# Stated problem
Extract every line in the items below that contains the string "shirt", and copy each such line in full.

# Task inputs
— BEGIN —
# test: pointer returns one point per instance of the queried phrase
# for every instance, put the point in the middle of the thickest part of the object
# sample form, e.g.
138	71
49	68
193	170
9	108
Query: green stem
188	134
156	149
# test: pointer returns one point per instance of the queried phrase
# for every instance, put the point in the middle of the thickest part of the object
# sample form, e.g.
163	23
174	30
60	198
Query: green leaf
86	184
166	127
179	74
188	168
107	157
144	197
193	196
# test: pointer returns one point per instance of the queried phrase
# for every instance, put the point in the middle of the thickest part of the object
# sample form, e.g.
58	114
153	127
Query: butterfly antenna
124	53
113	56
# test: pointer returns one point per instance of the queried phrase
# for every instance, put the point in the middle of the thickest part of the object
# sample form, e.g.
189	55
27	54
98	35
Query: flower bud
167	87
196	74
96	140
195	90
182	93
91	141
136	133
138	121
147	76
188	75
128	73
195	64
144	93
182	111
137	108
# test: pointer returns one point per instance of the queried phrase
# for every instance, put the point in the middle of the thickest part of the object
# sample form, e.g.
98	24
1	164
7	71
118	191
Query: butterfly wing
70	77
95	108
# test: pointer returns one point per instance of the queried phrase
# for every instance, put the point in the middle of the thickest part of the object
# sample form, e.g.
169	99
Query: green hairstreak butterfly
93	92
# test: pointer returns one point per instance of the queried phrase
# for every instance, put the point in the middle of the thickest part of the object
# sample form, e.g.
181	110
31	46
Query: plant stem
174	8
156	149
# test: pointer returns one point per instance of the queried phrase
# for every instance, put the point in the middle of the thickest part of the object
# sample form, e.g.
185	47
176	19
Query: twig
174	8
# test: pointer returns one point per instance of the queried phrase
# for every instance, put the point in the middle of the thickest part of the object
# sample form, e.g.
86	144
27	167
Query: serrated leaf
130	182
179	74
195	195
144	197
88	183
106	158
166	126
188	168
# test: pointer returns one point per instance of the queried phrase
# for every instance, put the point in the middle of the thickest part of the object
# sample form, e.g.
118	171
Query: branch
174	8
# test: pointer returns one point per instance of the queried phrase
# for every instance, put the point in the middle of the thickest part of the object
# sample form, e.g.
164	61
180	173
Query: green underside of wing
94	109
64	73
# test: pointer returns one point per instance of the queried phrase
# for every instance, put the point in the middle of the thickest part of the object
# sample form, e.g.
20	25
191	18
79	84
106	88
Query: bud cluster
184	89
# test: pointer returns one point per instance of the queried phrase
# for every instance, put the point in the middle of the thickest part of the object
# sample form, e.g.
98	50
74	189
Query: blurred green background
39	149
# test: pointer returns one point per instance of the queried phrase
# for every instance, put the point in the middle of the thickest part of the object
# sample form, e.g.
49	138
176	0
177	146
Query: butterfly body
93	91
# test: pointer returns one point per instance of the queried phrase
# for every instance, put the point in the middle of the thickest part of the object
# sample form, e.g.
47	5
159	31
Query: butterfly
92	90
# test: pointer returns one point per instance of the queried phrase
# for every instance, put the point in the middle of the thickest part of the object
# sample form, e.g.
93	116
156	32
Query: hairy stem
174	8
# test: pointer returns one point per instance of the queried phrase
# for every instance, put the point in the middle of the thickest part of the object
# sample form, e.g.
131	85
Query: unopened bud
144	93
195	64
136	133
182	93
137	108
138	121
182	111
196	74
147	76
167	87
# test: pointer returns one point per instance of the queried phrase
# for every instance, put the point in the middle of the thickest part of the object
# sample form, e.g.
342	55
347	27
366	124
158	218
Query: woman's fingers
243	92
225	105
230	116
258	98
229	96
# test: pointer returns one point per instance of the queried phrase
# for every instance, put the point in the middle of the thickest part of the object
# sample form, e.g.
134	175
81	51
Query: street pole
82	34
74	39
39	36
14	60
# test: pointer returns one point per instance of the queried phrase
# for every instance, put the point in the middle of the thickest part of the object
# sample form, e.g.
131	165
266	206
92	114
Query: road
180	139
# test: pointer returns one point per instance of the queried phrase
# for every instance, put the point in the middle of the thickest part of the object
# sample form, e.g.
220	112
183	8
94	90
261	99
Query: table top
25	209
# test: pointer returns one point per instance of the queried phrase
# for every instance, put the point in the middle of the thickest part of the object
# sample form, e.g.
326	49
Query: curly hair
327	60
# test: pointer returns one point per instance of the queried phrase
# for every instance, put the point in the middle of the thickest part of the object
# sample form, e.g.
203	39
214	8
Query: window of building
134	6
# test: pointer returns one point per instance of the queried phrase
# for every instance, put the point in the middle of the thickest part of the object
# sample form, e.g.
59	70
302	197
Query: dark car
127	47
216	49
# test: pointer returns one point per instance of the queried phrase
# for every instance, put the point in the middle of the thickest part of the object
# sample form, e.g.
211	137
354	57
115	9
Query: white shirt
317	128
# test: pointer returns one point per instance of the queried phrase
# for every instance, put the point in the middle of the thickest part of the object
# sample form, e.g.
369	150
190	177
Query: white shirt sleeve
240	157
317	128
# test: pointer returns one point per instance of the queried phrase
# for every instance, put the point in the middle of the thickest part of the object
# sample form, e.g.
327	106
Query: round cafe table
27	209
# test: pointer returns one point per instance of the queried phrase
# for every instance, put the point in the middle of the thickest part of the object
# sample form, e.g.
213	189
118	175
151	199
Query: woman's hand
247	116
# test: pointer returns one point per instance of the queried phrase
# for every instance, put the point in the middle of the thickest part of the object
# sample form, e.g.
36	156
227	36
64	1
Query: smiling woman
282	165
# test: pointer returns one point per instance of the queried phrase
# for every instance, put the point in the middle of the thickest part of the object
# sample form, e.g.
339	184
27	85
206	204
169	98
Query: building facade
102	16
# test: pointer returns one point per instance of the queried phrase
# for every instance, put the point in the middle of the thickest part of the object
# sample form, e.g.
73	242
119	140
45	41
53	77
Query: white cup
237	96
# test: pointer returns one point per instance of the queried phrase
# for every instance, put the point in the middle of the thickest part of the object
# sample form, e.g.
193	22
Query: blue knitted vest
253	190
— END —
# Exercise response
Query: white shirt
Query: white shirt sleeve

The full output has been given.